Supplied data:
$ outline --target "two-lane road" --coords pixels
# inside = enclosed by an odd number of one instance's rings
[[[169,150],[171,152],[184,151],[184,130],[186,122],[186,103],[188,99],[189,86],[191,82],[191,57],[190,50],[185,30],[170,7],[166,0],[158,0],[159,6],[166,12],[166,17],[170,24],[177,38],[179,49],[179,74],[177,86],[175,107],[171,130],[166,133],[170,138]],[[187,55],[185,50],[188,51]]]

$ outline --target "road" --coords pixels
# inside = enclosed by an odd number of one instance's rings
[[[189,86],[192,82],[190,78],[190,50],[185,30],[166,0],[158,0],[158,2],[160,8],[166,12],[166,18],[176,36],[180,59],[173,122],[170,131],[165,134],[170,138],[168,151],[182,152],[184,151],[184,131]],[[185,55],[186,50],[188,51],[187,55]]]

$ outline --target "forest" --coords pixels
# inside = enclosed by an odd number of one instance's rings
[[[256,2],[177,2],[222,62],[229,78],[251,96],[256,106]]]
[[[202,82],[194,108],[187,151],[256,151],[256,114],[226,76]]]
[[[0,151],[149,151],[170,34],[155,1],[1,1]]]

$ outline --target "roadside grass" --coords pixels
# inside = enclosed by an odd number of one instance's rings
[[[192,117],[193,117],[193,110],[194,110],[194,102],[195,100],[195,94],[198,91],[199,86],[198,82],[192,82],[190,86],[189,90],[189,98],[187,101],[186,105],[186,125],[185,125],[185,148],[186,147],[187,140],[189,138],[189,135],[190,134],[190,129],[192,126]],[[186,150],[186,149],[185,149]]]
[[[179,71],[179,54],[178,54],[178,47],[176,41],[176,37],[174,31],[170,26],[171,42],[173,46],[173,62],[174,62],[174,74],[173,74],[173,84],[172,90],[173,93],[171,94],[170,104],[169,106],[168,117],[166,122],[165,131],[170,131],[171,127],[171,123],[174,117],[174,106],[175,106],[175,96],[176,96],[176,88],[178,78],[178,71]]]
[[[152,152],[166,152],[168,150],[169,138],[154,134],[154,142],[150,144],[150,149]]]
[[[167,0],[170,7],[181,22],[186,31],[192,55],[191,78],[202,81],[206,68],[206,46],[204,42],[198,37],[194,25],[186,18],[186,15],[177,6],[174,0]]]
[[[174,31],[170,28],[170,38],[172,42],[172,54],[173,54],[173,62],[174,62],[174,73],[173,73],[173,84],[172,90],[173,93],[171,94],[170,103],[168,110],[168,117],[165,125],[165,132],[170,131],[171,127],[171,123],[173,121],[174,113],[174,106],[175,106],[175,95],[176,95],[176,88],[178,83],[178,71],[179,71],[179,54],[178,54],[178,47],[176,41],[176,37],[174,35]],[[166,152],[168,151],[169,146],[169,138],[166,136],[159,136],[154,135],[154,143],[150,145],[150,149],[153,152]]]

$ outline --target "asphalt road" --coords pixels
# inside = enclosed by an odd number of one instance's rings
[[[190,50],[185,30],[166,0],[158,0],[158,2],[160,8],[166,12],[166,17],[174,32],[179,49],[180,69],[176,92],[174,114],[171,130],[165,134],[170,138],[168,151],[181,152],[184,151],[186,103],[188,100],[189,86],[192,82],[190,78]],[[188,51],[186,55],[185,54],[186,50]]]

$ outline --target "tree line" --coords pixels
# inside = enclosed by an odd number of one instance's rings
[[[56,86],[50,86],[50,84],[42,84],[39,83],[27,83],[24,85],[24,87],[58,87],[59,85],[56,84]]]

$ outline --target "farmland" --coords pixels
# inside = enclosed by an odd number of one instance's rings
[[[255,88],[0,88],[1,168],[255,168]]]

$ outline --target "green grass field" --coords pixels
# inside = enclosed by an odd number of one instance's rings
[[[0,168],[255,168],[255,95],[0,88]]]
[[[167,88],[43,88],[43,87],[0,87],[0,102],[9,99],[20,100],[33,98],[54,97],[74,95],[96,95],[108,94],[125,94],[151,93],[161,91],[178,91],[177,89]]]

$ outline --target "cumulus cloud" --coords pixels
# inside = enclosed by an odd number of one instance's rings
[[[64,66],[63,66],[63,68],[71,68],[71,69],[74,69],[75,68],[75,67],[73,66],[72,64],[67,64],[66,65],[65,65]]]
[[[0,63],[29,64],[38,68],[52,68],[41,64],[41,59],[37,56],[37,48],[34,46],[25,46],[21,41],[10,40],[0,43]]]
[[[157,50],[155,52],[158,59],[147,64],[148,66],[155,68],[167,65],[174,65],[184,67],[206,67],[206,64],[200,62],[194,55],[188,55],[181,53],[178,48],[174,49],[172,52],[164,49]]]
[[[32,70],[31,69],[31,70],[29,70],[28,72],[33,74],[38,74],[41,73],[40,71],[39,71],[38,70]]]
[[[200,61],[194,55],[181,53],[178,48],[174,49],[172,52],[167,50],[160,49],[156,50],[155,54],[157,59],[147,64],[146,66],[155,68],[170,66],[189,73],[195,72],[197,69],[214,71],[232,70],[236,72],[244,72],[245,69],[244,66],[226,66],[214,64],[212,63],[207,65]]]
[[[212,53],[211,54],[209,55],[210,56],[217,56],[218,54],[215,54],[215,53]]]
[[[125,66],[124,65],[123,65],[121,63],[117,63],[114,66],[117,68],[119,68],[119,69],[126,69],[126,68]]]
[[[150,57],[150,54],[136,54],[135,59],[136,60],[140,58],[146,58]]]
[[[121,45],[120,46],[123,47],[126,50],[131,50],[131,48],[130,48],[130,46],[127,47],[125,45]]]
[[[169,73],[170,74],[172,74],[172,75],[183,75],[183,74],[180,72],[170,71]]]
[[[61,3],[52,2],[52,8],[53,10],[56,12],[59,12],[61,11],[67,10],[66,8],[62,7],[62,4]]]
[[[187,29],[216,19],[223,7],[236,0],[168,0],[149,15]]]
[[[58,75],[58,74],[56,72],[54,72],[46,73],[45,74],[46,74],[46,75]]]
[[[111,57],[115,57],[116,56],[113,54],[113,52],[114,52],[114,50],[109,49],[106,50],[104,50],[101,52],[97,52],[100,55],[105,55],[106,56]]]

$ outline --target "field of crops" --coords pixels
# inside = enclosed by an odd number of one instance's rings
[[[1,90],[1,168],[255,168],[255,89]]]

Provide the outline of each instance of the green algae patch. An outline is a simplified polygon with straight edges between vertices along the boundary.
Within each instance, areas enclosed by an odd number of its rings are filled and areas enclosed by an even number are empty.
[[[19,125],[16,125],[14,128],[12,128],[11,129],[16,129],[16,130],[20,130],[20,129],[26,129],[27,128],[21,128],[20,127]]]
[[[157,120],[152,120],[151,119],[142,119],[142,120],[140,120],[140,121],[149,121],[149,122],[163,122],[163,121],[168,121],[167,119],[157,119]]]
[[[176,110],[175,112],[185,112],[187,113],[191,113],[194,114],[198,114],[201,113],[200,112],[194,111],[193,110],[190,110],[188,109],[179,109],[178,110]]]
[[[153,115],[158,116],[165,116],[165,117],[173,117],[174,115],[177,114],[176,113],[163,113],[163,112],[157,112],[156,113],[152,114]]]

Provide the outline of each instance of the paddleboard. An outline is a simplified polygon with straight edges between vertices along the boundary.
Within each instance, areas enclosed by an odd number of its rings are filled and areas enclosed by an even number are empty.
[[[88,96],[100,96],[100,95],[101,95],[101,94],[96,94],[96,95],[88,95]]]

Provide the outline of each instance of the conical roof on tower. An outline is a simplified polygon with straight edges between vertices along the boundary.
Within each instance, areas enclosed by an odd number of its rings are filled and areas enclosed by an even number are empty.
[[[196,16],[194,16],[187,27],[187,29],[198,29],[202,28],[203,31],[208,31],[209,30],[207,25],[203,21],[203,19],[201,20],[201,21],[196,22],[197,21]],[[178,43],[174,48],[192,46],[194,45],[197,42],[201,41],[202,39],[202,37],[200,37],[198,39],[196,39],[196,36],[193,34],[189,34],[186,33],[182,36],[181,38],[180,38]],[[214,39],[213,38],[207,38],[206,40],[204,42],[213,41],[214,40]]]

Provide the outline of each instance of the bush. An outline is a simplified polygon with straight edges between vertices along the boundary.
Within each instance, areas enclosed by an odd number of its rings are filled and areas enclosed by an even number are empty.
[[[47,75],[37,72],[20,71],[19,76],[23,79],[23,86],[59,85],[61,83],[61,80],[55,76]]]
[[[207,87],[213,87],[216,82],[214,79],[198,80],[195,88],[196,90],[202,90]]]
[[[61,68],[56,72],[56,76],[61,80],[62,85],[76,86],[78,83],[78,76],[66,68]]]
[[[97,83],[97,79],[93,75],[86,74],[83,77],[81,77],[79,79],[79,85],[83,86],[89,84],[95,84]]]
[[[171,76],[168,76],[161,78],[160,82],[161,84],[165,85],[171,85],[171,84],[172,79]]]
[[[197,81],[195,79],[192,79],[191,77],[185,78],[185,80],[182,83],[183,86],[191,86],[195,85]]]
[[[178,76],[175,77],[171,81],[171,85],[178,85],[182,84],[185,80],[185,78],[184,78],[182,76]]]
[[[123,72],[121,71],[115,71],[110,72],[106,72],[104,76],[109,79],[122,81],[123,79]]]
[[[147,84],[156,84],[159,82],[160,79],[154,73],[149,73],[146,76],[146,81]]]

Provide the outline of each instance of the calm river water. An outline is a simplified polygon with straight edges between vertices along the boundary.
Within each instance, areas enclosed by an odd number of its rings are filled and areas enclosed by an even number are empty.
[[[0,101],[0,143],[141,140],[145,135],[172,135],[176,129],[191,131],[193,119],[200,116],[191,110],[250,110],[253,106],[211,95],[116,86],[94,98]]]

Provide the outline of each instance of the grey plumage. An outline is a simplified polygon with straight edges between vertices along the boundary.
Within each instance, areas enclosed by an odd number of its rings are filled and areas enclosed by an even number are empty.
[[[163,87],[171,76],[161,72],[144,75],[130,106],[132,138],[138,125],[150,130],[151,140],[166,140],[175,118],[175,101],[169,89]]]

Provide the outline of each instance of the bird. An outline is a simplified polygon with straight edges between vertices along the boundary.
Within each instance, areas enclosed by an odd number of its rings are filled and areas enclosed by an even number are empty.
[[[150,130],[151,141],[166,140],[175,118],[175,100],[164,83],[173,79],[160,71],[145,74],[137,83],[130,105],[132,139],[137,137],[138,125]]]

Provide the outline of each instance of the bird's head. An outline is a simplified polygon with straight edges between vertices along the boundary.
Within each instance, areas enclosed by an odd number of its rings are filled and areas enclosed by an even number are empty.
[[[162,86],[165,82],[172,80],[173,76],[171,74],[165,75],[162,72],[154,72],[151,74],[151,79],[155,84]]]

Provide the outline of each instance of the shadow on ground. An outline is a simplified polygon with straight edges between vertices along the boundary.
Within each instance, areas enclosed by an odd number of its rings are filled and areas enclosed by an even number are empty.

Set exercise:
Nothing but the lines from the one with "Provide the outline of each instance of the bird's" through the last line should be repeated, each exactly as it stands.

Full solution:
Provide the outline of each instance of the bird's head. An outline is a simplified polygon with straight edges between vertices along the boundary.
Within each instance, areas enclosed by an odd number of its rings are filled and areas enclosed by an even number are empty.
[[[162,86],[165,82],[172,80],[173,76],[171,74],[165,75],[162,72],[154,72],[151,74],[151,79],[155,84]]]

Provide the outline of each instance of the shadow on ground. An outline is a simplified polygon with straight edges between vertices along the boundary.
Within each instance, areas enclosed by an odd number of its rings are filled and areas enclosed by an even number are empty.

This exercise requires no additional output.